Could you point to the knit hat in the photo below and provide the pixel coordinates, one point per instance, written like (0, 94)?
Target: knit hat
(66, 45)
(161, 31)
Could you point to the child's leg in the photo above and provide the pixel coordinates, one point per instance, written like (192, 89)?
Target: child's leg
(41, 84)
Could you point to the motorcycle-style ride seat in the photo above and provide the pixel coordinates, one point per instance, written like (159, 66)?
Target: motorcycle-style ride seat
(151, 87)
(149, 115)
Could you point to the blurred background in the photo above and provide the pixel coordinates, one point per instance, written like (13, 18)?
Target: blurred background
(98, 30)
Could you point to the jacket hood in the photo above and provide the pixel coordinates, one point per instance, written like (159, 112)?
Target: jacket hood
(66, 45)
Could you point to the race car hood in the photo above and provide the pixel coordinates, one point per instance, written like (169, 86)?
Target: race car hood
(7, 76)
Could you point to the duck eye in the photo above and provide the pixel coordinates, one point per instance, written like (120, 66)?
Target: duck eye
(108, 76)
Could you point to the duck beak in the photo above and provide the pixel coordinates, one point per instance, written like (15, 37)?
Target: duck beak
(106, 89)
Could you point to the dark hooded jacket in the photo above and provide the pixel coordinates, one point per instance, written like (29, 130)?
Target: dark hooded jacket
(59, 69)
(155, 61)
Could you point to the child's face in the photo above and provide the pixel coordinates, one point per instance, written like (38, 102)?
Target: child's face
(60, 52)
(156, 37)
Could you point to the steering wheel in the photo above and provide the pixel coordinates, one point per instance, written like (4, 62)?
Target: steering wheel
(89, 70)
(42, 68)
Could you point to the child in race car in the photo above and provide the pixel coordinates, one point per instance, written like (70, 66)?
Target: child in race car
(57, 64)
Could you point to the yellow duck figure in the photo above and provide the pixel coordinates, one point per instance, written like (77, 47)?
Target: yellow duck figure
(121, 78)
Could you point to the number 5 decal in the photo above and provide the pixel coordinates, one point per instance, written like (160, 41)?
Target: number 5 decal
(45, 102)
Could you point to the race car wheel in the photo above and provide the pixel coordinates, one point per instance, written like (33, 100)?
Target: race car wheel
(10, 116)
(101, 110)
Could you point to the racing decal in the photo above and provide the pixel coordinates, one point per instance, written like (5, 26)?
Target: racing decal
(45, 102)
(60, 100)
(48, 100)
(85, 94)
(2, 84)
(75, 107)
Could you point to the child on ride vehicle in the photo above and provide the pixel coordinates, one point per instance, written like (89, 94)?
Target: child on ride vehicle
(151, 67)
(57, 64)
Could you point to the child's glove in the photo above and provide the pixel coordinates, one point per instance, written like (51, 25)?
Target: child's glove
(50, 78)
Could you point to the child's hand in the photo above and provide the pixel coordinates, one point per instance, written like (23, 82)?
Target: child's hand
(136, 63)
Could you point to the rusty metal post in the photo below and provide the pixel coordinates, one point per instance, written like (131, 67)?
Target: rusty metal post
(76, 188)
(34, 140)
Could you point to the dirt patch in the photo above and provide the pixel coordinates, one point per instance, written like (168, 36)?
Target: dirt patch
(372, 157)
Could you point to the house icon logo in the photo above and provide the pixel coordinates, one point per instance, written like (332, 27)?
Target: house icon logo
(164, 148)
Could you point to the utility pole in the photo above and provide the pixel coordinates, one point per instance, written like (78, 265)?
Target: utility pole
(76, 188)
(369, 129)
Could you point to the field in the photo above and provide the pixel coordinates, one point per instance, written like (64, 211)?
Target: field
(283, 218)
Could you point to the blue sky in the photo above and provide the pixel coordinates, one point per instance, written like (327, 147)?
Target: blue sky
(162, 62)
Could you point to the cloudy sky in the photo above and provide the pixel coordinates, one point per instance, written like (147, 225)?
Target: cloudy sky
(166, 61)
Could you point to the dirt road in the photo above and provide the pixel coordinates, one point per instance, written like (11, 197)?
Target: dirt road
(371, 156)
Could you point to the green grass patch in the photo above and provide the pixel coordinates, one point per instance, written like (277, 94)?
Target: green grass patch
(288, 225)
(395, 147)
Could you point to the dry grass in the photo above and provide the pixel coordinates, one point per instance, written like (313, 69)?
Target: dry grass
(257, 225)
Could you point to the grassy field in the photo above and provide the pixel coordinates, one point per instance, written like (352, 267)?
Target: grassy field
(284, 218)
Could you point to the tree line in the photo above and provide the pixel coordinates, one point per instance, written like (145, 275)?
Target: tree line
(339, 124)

§ §

- [Instructions for the task] Pull out the lines above in which the word "below" appears.

- [Completed task]
Could you point to the knit hat in the photo below and provide the pixel coordinates, one point per instance, written like (0, 94)?
Could you point to the rusty metal post in the photo below and provide the pixel coordinates, one point per instance, written like (131, 67)?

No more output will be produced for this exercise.